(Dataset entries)
::::::::::

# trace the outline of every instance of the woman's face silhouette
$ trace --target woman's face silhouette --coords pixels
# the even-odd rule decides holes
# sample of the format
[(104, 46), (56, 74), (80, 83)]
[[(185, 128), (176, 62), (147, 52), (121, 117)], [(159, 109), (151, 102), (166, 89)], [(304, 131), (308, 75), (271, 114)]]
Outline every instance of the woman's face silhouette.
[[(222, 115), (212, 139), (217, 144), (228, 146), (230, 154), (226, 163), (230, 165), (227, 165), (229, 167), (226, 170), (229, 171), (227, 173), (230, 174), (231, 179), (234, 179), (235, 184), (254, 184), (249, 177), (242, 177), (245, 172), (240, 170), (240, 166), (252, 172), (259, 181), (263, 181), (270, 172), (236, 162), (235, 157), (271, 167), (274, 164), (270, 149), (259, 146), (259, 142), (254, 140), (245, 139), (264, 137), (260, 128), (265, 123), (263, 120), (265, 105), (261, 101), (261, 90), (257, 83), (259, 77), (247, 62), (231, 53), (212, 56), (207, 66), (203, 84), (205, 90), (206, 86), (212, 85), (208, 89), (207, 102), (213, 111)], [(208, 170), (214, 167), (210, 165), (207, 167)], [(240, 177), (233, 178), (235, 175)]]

::::::::::

DIRECTIVE
Reproduce the listing above line for line, leaving every character unchanged.

ANSWER BELOW
# trace the outline of every instance of the woman's face silhouette
$ trace --target woman's face silhouette --coords pixels
# the even-odd rule decides holes
# sample of the format
[(104, 46), (56, 74), (80, 83)]
[[(185, 128), (176, 62), (147, 52), (121, 117)], [(159, 109), (151, 102), (166, 89)], [(304, 131), (308, 75), (271, 114)]]
Outline every instance of the woman's face silhouette.
[[(222, 115), (212, 139), (217, 144), (228, 146), (230, 154), (226, 163), (230, 165), (227, 165), (229, 167), (226, 170), (229, 171), (227, 173), (230, 174), (231, 179), (234, 179), (235, 184), (254, 184), (249, 177), (242, 177), (245, 172), (240, 170), (240, 166), (252, 172), (259, 181), (263, 181), (270, 172), (236, 162), (235, 157), (271, 167), (274, 164), (270, 149), (259, 146), (259, 142), (254, 140), (245, 139), (264, 137), (260, 128), (265, 123), (263, 120), (265, 105), (261, 101), (261, 90), (257, 83), (259, 77), (247, 62), (231, 53), (212, 56), (207, 66), (203, 84), (205, 90), (206, 86), (212, 85), (208, 89), (207, 102), (213, 111)], [(208, 170), (214, 167), (210, 165), (207, 167)], [(240, 177), (233, 178), (235, 175)]]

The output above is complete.